▶ [STATED PROBLEM] Rework the stretch of data from its start through the line that contains "[[289, 209], [332, 185]]", both ends included, into a Markdown table with the columns No. and Text, one row per line and blank lines left out.

-- begin EXCERPTED DATA --

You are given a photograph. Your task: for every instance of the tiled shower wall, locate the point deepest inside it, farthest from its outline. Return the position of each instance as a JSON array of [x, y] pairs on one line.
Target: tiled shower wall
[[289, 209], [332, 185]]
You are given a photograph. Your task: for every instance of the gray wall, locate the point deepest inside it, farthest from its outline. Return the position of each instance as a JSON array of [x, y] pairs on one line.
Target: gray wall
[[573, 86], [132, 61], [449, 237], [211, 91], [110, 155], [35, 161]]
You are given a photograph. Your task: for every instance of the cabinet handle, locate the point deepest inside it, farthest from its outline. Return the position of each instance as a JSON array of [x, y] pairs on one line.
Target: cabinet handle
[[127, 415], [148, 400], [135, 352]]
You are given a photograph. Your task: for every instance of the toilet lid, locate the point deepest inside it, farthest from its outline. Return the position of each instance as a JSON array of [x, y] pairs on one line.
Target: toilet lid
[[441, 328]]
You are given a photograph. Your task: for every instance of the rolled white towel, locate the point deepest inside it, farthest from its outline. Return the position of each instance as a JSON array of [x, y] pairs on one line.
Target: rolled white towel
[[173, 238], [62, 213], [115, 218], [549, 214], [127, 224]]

-- end EXCERPTED DATA --

▶ [RESULT]
| No. | Text |
|---|---|
| 1 | You are given a photograph. Your task: for every instance of the tiled shower wall, locate the point deepest inside it, farthest from its outline. Return the position of each instance as a JSON array of [x, y] pairs on one line. |
| 2 | Target: tiled shower wall |
| 3 | [[289, 209], [332, 185]] |